▸ **Exercise description**
Across the entries below, work out how many lines contain "windshield". Respond with the number and no other text.

[Saved entries]
Start of Block

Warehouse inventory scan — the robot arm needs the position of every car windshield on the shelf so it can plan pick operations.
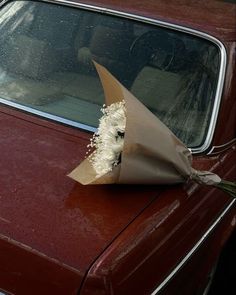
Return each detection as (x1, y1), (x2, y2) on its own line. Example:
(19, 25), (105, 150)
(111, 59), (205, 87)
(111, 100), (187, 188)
(0, 0), (220, 148)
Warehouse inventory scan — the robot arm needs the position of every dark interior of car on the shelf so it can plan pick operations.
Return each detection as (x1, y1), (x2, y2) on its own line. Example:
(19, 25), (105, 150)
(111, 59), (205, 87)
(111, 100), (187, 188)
(0, 0), (220, 148)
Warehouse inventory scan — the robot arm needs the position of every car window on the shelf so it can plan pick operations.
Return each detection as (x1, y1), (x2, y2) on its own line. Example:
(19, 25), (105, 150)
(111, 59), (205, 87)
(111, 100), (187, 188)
(0, 0), (220, 148)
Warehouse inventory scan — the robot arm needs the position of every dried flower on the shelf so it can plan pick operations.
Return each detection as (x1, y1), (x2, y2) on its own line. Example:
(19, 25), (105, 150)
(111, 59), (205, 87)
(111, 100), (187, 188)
(88, 100), (126, 178)
(69, 62), (236, 199)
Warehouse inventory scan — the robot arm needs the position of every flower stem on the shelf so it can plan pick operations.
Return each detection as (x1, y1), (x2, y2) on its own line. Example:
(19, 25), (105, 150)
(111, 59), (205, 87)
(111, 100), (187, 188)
(215, 180), (236, 199)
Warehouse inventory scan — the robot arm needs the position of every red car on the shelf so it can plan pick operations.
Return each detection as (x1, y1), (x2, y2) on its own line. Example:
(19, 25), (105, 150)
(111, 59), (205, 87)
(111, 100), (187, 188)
(0, 0), (235, 294)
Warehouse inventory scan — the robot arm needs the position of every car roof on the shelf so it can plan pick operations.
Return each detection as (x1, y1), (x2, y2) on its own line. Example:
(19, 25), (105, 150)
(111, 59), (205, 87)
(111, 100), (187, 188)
(68, 0), (236, 41)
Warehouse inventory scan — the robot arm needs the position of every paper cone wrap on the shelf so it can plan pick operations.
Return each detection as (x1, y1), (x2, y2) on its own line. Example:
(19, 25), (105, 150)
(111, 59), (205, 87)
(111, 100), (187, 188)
(68, 62), (221, 186)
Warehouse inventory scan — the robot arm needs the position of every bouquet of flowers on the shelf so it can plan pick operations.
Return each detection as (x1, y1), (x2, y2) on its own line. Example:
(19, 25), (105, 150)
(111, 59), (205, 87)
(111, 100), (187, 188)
(68, 62), (236, 198)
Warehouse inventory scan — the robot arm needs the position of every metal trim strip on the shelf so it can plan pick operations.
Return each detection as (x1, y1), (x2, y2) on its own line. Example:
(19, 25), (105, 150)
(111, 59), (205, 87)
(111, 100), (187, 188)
(207, 138), (236, 155)
(0, 98), (97, 132)
(150, 198), (236, 295)
(0, 0), (227, 154)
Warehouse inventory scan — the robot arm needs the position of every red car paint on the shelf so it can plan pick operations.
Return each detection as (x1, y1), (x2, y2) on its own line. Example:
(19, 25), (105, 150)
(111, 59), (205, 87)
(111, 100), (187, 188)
(0, 0), (235, 294)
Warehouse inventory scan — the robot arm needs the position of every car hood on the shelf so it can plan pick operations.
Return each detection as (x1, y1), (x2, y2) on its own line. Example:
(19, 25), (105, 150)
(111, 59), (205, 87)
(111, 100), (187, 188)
(0, 107), (162, 293)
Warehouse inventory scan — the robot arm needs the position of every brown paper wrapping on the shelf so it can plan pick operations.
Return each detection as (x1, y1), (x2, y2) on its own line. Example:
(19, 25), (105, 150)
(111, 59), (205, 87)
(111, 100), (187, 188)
(68, 62), (221, 186)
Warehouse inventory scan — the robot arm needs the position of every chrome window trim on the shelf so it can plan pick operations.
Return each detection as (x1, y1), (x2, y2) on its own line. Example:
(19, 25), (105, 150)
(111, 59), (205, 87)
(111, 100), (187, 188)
(150, 198), (236, 295)
(0, 0), (227, 154)
(0, 98), (97, 132)
(207, 138), (236, 155)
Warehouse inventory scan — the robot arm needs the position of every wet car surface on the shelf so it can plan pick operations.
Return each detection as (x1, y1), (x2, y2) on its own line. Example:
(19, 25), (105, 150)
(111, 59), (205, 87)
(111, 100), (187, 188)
(0, 0), (235, 294)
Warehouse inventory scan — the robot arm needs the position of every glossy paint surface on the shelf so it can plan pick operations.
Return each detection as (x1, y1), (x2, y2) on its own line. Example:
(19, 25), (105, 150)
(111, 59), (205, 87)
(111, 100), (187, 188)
(70, 0), (236, 40)
(0, 0), (235, 294)
(213, 41), (236, 148)
(0, 105), (162, 294)
(79, 151), (236, 294)
(0, 105), (235, 294)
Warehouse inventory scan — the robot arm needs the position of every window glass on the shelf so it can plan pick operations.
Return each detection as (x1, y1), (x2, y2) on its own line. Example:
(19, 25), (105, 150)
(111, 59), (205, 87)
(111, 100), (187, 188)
(0, 1), (220, 147)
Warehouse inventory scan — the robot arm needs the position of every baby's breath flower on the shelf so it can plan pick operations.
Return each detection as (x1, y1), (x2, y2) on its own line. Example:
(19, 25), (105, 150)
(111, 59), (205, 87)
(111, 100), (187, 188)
(88, 100), (126, 178)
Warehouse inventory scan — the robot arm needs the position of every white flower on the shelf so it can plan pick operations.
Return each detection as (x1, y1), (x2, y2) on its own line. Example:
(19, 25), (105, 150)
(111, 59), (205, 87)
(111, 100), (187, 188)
(88, 100), (126, 178)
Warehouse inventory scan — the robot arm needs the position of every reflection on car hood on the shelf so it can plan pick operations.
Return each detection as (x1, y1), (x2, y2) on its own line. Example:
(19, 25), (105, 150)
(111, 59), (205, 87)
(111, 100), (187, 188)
(0, 107), (162, 292)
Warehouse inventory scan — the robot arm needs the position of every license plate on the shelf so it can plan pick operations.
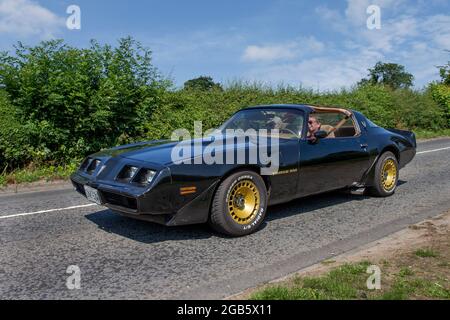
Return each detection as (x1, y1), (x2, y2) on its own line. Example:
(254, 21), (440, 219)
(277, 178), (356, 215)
(84, 185), (102, 205)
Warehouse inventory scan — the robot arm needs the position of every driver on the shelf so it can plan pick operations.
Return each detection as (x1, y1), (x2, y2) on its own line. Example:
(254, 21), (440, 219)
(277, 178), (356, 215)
(307, 116), (335, 139)
(267, 116), (286, 130)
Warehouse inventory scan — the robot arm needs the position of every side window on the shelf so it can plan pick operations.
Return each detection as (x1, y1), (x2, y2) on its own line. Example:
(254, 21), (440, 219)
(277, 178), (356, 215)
(223, 109), (304, 140)
(272, 111), (304, 139)
(313, 112), (358, 138)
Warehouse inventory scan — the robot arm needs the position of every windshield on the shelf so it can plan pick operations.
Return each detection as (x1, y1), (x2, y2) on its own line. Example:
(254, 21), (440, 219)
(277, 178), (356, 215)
(219, 108), (304, 139)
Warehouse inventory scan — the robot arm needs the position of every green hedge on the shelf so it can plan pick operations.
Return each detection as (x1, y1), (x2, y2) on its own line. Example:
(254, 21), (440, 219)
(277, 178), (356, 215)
(0, 90), (35, 170)
(144, 83), (447, 141)
(0, 38), (169, 170)
(430, 83), (450, 126)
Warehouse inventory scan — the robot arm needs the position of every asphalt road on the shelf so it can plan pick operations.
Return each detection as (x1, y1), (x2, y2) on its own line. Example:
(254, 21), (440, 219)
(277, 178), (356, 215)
(1, 138), (450, 300)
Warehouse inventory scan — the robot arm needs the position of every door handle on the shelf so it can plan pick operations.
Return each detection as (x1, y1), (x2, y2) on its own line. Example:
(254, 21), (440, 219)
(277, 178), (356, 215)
(360, 143), (368, 149)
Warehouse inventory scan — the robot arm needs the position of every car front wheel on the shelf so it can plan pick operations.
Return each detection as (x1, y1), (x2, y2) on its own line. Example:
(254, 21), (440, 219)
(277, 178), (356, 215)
(209, 171), (268, 237)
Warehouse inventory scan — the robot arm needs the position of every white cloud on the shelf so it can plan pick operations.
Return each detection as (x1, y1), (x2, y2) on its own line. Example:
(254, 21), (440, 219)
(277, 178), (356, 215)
(345, 0), (406, 26)
(242, 44), (297, 62)
(345, 0), (372, 26)
(149, 29), (246, 63)
(434, 34), (450, 49)
(421, 14), (450, 49)
(315, 6), (347, 33)
(242, 37), (325, 62)
(354, 12), (450, 84)
(360, 16), (418, 52)
(0, 0), (64, 38)
(270, 0), (450, 89)
(244, 49), (383, 90)
(302, 36), (325, 52)
(317, 0), (415, 41)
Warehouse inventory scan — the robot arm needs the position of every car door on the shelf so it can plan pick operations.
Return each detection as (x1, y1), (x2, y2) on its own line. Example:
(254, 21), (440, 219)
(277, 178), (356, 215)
(267, 138), (301, 203)
(297, 118), (371, 197)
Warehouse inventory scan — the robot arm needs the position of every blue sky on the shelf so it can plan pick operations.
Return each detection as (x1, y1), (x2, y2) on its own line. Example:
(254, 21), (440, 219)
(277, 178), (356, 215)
(0, 0), (449, 90)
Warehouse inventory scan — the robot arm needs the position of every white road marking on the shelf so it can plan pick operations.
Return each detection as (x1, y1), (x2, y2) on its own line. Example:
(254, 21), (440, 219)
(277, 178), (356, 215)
(0, 203), (98, 220)
(417, 146), (450, 155)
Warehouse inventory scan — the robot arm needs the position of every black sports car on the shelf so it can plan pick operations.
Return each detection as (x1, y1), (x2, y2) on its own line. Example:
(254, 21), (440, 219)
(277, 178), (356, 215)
(71, 104), (416, 236)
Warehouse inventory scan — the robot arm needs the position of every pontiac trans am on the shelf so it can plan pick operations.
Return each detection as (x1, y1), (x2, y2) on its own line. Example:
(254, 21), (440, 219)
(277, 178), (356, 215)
(71, 104), (416, 236)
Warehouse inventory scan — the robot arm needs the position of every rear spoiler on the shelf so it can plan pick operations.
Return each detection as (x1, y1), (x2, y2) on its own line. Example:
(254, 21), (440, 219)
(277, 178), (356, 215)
(386, 128), (417, 148)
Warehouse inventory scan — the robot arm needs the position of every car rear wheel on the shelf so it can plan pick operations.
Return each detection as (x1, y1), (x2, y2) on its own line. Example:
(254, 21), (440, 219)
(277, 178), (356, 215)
(370, 151), (399, 197)
(209, 171), (267, 237)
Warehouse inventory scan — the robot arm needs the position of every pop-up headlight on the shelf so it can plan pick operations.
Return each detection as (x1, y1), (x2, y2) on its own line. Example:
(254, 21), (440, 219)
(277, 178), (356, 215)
(117, 165), (139, 182)
(134, 169), (157, 185)
(87, 159), (101, 175)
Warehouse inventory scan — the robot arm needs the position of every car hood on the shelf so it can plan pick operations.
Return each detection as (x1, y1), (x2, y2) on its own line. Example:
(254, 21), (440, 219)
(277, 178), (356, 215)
(92, 140), (177, 165)
(92, 135), (276, 166)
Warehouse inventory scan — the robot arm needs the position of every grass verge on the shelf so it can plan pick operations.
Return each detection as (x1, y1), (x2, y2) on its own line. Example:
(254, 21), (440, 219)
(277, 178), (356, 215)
(0, 162), (78, 188)
(414, 129), (450, 139)
(248, 213), (450, 300)
(251, 260), (449, 300)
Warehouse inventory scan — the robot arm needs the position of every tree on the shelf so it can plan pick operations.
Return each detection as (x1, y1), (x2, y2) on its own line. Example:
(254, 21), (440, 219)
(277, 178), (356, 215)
(438, 52), (450, 85)
(439, 66), (450, 85)
(359, 62), (414, 90)
(183, 76), (222, 91)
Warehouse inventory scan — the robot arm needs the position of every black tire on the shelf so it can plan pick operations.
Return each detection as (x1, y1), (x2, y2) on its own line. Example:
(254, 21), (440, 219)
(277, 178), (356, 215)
(209, 171), (268, 237)
(369, 151), (399, 197)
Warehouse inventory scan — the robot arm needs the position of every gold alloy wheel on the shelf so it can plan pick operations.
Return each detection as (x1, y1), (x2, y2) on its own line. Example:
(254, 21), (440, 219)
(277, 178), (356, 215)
(227, 179), (260, 224)
(381, 159), (397, 192)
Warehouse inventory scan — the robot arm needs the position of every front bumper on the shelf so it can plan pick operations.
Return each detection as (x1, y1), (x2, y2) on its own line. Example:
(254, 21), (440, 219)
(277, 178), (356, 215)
(70, 164), (173, 216)
(71, 176), (139, 212)
(71, 170), (218, 227)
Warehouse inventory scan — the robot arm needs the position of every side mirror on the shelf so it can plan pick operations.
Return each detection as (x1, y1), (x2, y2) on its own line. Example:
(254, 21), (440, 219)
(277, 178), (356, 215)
(314, 130), (328, 139)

End of Block

▸ **The answer**
2